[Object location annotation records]
[start]

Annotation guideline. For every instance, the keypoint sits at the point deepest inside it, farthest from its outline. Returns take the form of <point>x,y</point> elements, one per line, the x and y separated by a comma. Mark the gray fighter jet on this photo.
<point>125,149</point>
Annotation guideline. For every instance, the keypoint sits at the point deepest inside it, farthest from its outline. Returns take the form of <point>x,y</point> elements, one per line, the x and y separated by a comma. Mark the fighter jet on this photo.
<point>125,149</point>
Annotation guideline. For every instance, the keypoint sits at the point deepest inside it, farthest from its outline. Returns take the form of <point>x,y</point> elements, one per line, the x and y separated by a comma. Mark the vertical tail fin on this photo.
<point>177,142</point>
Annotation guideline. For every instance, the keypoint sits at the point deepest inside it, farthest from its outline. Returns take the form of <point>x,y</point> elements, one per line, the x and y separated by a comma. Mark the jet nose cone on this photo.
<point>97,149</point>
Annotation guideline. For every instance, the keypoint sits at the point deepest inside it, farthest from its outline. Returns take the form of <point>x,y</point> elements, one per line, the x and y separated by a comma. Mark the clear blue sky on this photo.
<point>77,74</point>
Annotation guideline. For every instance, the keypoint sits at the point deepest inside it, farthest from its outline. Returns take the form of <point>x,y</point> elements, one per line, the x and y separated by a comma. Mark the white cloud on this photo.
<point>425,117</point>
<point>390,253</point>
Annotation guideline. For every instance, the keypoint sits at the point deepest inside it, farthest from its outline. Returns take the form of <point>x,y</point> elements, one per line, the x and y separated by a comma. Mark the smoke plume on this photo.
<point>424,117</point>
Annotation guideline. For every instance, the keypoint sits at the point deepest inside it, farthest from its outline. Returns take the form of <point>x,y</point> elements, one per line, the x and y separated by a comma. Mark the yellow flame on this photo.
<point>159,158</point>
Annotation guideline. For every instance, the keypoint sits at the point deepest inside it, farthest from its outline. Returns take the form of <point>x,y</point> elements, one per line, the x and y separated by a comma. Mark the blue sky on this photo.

[end]

* [Prompt]: Update the records above so that every "keypoint" becomes "target point", keeping all other text the same.

* [Finished exercise]:
Annotation guideline. For every instance, the target point sits at the point deepest inside it, farthest from its outline. Returns take the form of <point>x,y</point> elements, one per line, the x and y separated by a comma. Mark the gray fighter jet on this photo.
<point>125,149</point>
Annotation guideline. For every instance, the target point sits at the point deepest inside it, farthest from its outline. Returns take the form of <point>x,y</point> elements, one per line, the x and y separated by a comma. Mark the fighter jet on this photo.
<point>125,149</point>
Annotation guideline. For every instance, the target point sits at the point deepest inside it, farthest from its outline. Returns take the form of <point>x,y</point> elements, one per line, the x and y separated by a comma. Mark the vertical tail fin on this photo.
<point>177,142</point>
Annotation guideline. For every instance, the target point sits at the point deepest inside it, farthest from its outline. Returns take the form of <point>x,y</point> elements, one per line, the x and y separated by a comma. Mark the jet nose cone on this photo.
<point>97,149</point>
Annotation guideline. For every instance, the target point sits at the point deepest inside it, farthest from its outline. Returns take the form of <point>x,y</point> elements, one per line, the x and y separated by a comma. Mark the clear blue sky on this photo.
<point>77,74</point>
Annotation guideline. For every instance, the target point sits at the point deepest inside it, farthest from its outline. Returns take the form of <point>x,y</point> elements, one per line, the x and y separated by a comma. Mark the white cloud on this photo.
<point>425,117</point>
<point>390,253</point>
Annotation guideline. For every instance, the target point sits at the point deepest inside it, farthest from its outline. Returns take the form of <point>x,y</point> elements, one per line, the x and y separated by a comma. Mark the smoke plume on this photo.
<point>424,117</point>
Annotation guideline. For every instance, the target point sits at the point deepest inside it, farthest from its outline. Returns take the form of <point>x,y</point> elements, one per line, the x and y separated by a comma. Mark the yellow flame on this photo.
<point>159,158</point>
Annotation guideline. For every instance, the target point sits at the point deepest inside it, farthest from its outline. Returns take the form of <point>x,y</point> elements, one per line, the x and y separated by a comma. Mark the blue sky on this photo.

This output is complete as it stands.